Exercise:
Please return all of the records that follow, exactly as written.

Data excerpts:

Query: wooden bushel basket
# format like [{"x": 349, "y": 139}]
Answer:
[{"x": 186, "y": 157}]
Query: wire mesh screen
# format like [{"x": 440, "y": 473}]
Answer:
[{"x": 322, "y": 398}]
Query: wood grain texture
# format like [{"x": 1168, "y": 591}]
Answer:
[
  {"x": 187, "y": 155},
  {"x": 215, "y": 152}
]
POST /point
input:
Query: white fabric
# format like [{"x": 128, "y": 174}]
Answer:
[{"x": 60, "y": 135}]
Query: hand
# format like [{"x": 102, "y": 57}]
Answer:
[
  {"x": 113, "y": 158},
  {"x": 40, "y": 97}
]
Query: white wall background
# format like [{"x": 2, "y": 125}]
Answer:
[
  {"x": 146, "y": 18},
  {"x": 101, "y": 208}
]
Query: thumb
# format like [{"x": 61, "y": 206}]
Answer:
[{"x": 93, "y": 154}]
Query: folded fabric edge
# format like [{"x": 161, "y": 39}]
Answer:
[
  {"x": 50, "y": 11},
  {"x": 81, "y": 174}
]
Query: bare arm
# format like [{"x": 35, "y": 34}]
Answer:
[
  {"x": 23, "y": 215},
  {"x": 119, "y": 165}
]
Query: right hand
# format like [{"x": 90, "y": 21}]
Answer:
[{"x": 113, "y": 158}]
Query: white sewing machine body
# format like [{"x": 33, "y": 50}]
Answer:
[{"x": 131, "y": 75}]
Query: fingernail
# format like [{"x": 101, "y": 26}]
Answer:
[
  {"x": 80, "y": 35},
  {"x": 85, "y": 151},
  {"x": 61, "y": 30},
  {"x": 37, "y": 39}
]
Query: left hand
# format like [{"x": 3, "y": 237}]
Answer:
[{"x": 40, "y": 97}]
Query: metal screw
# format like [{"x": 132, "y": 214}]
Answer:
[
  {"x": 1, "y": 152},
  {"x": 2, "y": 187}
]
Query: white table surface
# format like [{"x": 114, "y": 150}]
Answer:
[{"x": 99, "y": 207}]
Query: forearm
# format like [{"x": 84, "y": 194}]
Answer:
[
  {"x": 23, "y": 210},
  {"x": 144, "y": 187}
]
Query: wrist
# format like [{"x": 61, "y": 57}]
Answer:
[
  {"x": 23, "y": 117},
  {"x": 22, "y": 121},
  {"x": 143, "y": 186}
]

Solution for this task:
Query: wooden bushel basket
# format like [{"x": 349, "y": 139}]
Answer:
[{"x": 186, "y": 157}]
Query: wire mesh screen
# format like [{"x": 440, "y": 473}]
Answer:
[{"x": 322, "y": 398}]
Query: wood grain texture
# format like [{"x": 1168, "y": 591}]
Answer:
[
  {"x": 187, "y": 155},
  {"x": 215, "y": 152}
]
POST /point
input:
Query: white fabric
# format like [{"x": 128, "y": 174}]
Answer:
[{"x": 60, "y": 135}]
Query: hand
# format like [{"x": 102, "y": 57}]
Answer:
[
  {"x": 113, "y": 158},
  {"x": 40, "y": 97}
]
Query: white wall background
# format like [{"x": 2, "y": 125}]
Answer:
[
  {"x": 146, "y": 18},
  {"x": 101, "y": 208}
]
Query: thumb
# format like [{"x": 61, "y": 206}]
Answer:
[{"x": 93, "y": 154}]
Query: folded fabric edge
# format like [{"x": 161, "y": 39}]
Answer:
[
  {"x": 50, "y": 11},
  {"x": 81, "y": 174}
]
Query: bare arm
# format like [{"x": 35, "y": 34}]
Answer:
[
  {"x": 23, "y": 215},
  {"x": 119, "y": 165}
]
Query: right hand
# format like [{"x": 90, "y": 21}]
Answer:
[{"x": 113, "y": 158}]
Query: white sewing machine body
# format like [{"x": 33, "y": 50}]
Answer:
[{"x": 131, "y": 75}]
Query: fingernail
# format like [{"x": 101, "y": 26}]
Answer:
[
  {"x": 80, "y": 35},
  {"x": 85, "y": 151},
  {"x": 61, "y": 30},
  {"x": 37, "y": 39}
]
Query: left hand
# format like [{"x": 3, "y": 237}]
Answer:
[{"x": 40, "y": 97}]
Query: metal screw
# format like [{"x": 132, "y": 214}]
Answer:
[
  {"x": 1, "y": 152},
  {"x": 2, "y": 187}
]
Query: white table surface
# format like [{"x": 114, "y": 150}]
Answer:
[{"x": 99, "y": 207}]
Query: forearm
# format like [{"x": 84, "y": 194}]
Answer:
[
  {"x": 23, "y": 210},
  {"x": 144, "y": 187}
]
Query: wrist
# format like [{"x": 61, "y": 57}]
Answer:
[
  {"x": 23, "y": 117},
  {"x": 22, "y": 121},
  {"x": 143, "y": 186}
]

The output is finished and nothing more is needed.